>> Start TEXT TO READ
At Bugeyed and Shameless, Justin Ling writes about The Real Deep State - the increasing power of private consulting firms in government:
.... more broadly, what it means to outsource the work of government to a private consultancy.
A lot of work that I do in this newsletter revolves around conspiracy theories and disinformation about who really runs the government. The wrong answer, as we know well, is often some combination of “globalists,” “Jews,” George Soros, “the woke mafia,” Klaus Schwab, Bill Gates, and so on.
But I think it’s important that we don’t allow that paranoia distract us from the fact that there is, increasingly, a deep state here in the West. But it’s not some Davos-based thinktank or some shadowy cabal. It’s the consulting firms that are, increasingly, hoovering up massive amounts of public money to outsource the work of our civil service, often while mired in obscene conflicts of interests.
This work isn’t about creating a new world order or destroying our democracy, but there is good reason to think that it is weakening the very foundation of our state and moving critical decision-making outside of government where scrutiny becomes more difficult. This transition has largely been kept from the public, never approved by our democratic institutions, and core questions remain about whether we’re getting actual value from these deals — or whether we’re sleepwalking into another crisis like the one McKinsey has, decades too late, sought penance for....
>> End TEXT TO READ
>> Start DATA LINES
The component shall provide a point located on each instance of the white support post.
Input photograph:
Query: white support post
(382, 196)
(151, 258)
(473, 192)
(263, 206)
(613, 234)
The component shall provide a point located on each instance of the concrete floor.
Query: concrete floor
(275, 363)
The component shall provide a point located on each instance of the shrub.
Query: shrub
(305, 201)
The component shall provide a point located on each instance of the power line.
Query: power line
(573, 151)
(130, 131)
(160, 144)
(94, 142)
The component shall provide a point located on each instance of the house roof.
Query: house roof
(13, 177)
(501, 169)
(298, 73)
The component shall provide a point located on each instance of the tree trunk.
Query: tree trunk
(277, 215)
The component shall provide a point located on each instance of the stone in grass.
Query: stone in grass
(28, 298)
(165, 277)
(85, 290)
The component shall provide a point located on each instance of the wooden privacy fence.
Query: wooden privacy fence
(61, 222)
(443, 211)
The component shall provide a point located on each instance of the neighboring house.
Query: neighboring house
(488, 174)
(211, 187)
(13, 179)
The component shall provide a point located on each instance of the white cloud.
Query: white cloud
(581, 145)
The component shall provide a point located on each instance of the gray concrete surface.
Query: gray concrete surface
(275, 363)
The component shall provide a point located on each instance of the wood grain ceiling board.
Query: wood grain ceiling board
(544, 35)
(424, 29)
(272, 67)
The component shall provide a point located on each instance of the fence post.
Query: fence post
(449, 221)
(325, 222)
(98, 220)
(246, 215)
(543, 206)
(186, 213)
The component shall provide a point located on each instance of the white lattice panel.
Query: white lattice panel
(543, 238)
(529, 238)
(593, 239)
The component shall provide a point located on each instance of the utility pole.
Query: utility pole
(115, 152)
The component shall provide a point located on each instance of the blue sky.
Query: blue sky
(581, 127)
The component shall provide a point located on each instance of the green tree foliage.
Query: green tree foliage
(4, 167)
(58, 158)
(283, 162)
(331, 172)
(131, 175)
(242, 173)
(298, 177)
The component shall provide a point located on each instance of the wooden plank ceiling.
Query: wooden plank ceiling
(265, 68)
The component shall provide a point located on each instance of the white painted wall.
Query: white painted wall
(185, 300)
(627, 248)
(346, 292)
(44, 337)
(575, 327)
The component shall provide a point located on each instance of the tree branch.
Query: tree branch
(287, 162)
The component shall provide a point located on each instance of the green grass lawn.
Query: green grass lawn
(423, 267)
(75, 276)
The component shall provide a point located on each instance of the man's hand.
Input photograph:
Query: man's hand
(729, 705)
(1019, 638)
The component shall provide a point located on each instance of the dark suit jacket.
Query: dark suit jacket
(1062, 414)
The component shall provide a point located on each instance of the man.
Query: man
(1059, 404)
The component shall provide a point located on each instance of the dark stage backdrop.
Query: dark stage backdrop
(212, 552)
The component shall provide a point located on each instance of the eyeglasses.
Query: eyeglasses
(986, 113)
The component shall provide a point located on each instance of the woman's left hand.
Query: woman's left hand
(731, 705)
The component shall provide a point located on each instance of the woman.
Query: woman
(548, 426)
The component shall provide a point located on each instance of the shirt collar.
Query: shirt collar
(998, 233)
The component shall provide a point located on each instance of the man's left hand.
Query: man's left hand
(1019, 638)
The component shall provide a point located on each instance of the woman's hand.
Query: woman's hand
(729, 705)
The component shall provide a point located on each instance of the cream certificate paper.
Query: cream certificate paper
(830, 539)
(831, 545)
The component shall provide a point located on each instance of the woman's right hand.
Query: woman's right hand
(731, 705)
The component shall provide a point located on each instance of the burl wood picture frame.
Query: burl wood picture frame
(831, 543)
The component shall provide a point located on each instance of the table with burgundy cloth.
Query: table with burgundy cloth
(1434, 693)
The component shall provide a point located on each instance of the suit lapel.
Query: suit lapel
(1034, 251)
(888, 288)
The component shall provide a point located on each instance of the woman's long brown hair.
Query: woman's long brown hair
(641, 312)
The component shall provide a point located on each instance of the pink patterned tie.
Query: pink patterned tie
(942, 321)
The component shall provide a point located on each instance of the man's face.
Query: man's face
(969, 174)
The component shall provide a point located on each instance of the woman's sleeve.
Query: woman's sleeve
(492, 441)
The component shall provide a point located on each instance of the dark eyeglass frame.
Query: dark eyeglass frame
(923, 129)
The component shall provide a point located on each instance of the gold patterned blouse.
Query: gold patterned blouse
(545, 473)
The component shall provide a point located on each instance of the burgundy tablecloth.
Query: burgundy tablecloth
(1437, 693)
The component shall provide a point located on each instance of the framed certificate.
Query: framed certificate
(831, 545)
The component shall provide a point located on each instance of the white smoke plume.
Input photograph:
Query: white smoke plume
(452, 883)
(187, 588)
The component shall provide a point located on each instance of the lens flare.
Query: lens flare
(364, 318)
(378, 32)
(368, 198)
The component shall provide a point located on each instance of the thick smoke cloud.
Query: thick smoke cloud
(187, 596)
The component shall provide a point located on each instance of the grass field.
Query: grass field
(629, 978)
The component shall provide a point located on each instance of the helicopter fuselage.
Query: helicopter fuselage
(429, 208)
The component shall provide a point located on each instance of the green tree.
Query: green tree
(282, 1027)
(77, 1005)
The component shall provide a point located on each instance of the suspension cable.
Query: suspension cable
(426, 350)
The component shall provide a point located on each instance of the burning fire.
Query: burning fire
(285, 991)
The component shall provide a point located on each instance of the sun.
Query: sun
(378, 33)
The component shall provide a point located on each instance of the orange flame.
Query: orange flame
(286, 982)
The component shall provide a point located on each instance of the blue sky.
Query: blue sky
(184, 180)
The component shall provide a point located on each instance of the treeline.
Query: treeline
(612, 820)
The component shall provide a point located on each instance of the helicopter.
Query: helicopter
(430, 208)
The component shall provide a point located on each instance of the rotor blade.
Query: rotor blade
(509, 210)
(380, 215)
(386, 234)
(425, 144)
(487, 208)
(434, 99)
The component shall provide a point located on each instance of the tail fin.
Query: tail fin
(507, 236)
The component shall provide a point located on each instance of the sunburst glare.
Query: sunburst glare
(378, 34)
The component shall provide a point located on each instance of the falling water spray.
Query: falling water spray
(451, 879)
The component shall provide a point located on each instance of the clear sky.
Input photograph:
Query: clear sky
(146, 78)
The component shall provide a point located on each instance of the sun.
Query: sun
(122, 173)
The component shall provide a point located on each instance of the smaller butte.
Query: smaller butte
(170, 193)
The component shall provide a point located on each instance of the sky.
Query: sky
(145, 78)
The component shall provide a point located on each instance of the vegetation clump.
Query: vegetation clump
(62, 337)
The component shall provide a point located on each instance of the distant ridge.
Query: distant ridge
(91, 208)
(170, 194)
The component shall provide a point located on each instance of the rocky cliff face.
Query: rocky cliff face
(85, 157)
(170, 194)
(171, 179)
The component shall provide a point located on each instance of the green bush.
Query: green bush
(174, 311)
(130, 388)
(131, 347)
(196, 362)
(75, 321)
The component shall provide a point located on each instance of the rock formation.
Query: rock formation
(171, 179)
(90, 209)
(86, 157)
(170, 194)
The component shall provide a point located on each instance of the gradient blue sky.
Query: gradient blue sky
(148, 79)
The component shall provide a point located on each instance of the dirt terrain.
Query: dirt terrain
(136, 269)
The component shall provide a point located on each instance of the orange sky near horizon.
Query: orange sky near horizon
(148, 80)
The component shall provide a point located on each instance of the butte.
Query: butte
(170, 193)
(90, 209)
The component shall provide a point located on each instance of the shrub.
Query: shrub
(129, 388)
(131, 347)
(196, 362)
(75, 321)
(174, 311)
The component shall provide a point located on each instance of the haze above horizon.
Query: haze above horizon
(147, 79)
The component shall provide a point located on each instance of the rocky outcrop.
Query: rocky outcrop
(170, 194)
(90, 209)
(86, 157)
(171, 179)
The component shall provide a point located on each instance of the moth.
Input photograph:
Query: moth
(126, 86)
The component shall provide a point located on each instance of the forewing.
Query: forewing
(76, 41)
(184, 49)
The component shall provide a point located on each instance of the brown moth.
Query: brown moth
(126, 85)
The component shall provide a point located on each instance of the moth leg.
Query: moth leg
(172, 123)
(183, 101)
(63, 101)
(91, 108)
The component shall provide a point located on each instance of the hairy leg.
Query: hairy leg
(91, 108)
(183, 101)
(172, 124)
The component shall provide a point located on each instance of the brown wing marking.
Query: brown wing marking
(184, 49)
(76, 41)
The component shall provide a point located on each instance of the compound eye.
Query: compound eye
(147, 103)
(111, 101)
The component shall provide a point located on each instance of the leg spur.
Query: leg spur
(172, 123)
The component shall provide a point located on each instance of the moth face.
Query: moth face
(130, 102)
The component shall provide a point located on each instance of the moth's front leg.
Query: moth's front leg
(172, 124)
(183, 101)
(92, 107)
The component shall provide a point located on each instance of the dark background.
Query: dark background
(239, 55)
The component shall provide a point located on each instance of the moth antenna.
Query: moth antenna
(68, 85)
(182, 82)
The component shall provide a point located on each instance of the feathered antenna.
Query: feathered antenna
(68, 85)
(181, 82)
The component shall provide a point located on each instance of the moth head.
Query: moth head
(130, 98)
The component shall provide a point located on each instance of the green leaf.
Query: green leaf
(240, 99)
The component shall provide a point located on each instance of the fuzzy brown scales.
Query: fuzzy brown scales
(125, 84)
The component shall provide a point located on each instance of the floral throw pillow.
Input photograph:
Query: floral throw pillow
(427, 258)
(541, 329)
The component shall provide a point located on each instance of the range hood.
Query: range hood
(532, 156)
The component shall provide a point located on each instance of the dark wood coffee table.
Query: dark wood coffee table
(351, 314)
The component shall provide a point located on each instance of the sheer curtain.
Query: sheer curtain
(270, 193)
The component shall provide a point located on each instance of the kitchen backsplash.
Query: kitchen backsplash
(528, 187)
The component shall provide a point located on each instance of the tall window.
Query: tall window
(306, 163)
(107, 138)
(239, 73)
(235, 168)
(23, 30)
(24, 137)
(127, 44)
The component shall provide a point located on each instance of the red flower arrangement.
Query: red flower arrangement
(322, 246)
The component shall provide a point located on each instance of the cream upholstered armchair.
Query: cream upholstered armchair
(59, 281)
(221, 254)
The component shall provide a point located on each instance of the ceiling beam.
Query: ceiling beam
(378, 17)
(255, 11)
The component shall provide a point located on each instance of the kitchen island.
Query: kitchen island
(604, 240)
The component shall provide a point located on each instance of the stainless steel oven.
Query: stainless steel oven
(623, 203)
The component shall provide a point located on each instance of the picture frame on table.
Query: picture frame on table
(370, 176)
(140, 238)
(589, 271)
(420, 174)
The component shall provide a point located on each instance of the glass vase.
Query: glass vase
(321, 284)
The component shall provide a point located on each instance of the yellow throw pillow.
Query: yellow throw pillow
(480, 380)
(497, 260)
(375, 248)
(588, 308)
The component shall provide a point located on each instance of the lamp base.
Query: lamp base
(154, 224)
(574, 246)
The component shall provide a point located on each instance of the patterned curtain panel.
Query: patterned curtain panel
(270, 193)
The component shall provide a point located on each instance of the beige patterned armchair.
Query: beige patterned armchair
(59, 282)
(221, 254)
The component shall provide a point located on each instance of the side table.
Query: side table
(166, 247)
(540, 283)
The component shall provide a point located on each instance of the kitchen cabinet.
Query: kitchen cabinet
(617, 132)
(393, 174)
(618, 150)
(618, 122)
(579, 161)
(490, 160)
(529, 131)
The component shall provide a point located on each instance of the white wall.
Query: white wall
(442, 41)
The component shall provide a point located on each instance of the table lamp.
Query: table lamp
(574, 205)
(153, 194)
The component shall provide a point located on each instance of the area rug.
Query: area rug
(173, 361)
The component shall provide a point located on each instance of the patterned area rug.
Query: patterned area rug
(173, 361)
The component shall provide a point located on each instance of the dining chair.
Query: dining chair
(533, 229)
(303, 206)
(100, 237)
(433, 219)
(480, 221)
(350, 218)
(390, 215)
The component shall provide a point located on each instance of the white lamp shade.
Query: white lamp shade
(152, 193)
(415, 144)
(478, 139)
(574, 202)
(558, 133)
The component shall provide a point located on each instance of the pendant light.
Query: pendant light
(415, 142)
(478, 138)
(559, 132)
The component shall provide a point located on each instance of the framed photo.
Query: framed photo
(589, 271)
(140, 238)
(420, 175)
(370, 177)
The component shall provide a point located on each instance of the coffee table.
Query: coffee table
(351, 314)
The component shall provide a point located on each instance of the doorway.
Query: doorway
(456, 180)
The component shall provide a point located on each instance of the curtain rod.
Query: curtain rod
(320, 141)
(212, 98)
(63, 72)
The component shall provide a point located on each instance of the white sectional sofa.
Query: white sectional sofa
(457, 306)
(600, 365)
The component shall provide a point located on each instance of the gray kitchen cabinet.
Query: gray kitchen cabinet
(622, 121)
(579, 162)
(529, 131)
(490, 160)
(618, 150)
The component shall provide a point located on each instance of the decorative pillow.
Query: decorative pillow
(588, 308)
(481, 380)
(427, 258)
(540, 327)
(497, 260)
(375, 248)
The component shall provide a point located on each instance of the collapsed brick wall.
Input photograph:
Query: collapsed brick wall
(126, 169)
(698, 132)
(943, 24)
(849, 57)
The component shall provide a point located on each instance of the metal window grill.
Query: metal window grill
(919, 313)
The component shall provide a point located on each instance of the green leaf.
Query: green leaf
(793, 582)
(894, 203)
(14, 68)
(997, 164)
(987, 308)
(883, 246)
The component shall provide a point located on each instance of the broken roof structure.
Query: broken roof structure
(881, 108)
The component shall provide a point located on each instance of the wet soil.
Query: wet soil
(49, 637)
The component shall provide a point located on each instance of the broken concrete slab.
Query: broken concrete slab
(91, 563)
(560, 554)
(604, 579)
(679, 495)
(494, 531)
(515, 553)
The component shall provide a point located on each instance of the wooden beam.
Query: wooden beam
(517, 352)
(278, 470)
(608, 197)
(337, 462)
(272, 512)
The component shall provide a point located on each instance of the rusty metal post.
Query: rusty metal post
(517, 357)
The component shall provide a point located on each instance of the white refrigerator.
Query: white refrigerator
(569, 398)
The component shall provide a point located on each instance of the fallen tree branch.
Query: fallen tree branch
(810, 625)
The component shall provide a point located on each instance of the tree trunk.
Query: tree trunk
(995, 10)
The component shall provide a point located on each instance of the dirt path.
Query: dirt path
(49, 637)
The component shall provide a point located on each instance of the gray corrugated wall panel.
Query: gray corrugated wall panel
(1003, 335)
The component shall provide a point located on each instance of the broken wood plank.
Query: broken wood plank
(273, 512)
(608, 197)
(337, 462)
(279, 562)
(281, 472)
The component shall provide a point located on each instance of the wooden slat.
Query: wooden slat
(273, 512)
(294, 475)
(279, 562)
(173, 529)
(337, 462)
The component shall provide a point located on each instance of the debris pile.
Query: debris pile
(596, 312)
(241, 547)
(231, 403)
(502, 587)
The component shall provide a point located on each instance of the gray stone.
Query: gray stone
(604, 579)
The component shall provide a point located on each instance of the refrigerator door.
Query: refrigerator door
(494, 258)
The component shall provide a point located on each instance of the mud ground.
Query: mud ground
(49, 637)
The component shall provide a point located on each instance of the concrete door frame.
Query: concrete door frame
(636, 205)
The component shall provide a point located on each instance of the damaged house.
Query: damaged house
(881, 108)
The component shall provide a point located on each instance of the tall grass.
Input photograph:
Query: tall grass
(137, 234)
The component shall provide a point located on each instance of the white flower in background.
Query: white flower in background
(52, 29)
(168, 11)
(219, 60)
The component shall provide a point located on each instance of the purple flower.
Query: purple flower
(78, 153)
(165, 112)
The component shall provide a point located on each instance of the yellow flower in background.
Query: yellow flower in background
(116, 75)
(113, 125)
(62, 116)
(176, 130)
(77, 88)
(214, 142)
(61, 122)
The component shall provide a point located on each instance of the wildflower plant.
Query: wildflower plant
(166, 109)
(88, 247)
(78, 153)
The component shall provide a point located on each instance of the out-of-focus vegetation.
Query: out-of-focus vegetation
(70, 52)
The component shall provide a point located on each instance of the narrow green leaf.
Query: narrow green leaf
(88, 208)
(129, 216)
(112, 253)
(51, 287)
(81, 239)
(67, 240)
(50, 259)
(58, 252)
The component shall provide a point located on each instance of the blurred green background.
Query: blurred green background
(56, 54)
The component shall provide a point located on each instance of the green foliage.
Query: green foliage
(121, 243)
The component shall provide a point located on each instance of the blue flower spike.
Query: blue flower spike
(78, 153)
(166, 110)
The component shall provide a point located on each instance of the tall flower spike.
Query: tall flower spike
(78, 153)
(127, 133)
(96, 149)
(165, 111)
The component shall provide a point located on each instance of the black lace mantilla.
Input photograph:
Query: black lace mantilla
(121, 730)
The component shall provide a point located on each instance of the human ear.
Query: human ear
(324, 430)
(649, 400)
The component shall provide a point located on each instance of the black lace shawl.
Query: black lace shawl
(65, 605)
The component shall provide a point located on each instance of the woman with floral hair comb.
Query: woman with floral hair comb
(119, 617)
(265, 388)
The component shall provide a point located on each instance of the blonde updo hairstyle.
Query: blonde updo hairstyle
>> End DATA LINES
▶ YOUR TASKS:
**1.** Decide whether each statement agrees with the passage on consulting firms in government. Answer yes or no and quote the words from the passage that settle it.
(a) The passage identifies the real deep state as a Davos-based thinktank.
(b) According to the passage, the shift of government work to consulting firms was never approved by democratic institutions.
(c) The passage claims the consulting work aims to create a new world order.
**2.** Write the next part of the passage on consulting firms in government, picking up after its final sentence.
The records are separate material, apart from the passage on consulting firms in government.

▶ ANSWER SET:
**1.**
(a) No: "But it’s not some Davos-based thinktank or some shadowy cabal."
(b) Yes: "never approved by our democratic institutions"
(c) No: "This work isn’t about creating a new world order or destroying our democracy"

**2.**
Also worth reading is Phillips O'Brien's analysis of recent events in the Ukraine Russia War and what he expects Ukraine can achieve this spring:
...The Ukrainians, as I've said before, are fighting very intelligently. I think they’ve learned from their own experience how difficult forward movement is in this war, and are thus using their superiority in range, accuracy, command and control, morale and training to waste down what I referred to as Putin’s second army. It’s a brutal process...
...Modern industrial war requires top line equipment and well-trained soldiers far more than masses of poorly motivated conscripts. We can see that in the Russian experience so far. Putin’s second army, much of it formed since the conscription in September, has actually performed worse than the more professional force the Russians started the war with. Since September, Russian soldiers have died in huge numbers and achieved only small gains. There endless attempts to take Bakhmut have achieved nothing meaningful...
Ultimately the Ukrainian decision on when to launch any kind of attempt to move forward will come when they determine that the Russian forces facing them both in terms of soldiers, but probably more importantly in terms of equipment that can be maintained and supplied, has reached a low enough level that an offensive has a reasonable attempt at success. They are clearly thinking about it—and signs are that they think sometime in the very late winter or early Spring would reach that point. The Deputy Head of Ukrainian military intelligence (who has been very accurate with his public pronoucements in the past) has talked about this March seeing a pretty intense time for fighting.
...If Putin does another round of mobilization in the second half of January, it wont generate anything but useless cannon fodder by March.
Evan Scrimshaw checks in on the controversy du jour and concludes Jordan Peterson Is Just Not This Important:
...at some point down the line he crossed over from being a Prof and an author to an “Intellectual”, and therefore being an “Important Person” who “Knows Things”.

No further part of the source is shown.